§ What you should do: Your answer should consist solely of the lines from the first line of the data through the line with "column 487, row 353", each reproduced exactly.

§ Records to use:
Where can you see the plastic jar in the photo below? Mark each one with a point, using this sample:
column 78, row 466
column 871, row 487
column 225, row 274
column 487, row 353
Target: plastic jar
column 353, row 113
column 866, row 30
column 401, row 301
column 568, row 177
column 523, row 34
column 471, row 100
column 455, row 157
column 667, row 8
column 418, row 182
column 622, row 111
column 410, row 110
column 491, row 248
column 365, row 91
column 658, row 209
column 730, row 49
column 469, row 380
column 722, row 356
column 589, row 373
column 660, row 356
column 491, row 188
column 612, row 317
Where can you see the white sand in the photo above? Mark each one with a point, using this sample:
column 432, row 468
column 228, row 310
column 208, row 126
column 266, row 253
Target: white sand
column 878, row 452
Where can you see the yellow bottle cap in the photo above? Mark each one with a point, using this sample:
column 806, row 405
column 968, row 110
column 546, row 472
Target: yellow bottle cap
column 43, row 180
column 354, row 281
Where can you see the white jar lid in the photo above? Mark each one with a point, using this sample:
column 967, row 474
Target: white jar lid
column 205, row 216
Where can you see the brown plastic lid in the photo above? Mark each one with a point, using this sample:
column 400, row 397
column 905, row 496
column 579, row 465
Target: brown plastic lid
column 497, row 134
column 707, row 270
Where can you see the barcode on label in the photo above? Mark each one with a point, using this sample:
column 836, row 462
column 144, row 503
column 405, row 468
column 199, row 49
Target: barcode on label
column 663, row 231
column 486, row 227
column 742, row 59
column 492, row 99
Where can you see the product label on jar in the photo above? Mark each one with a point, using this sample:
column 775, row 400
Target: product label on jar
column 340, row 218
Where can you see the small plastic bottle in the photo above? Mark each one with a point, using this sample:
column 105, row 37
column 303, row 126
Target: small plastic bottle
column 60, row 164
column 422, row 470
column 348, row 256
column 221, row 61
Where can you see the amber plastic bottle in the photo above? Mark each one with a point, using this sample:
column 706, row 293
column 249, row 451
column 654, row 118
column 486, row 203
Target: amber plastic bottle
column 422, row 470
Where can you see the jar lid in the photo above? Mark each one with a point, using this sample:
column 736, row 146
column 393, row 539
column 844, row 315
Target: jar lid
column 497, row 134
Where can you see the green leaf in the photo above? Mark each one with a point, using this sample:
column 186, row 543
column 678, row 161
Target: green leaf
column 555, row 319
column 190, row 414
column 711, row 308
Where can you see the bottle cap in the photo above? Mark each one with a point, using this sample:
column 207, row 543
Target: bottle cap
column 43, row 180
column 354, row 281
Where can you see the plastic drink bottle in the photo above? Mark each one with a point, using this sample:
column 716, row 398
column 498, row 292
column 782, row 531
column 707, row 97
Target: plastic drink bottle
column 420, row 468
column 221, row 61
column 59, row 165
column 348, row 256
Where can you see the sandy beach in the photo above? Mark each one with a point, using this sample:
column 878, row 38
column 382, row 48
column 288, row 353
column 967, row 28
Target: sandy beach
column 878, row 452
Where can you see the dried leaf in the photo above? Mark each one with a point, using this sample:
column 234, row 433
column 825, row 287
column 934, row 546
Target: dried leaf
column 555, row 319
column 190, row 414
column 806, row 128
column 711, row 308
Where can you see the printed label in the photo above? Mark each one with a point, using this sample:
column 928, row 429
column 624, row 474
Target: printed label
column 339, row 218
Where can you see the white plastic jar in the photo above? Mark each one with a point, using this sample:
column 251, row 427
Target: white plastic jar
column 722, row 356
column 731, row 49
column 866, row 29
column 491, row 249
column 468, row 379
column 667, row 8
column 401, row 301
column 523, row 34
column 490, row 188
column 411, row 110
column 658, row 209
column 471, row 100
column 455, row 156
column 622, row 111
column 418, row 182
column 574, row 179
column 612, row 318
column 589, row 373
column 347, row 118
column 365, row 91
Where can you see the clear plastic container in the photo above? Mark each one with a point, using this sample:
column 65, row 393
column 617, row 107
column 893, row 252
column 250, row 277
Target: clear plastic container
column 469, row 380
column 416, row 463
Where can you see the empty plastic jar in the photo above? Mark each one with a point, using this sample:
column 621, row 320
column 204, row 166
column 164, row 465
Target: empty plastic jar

§ Answer to this problem:
Where can you see the plastic jar in the photo below? Mark each one with a point, using this sample:
column 78, row 466
column 871, row 487
column 225, row 274
column 487, row 353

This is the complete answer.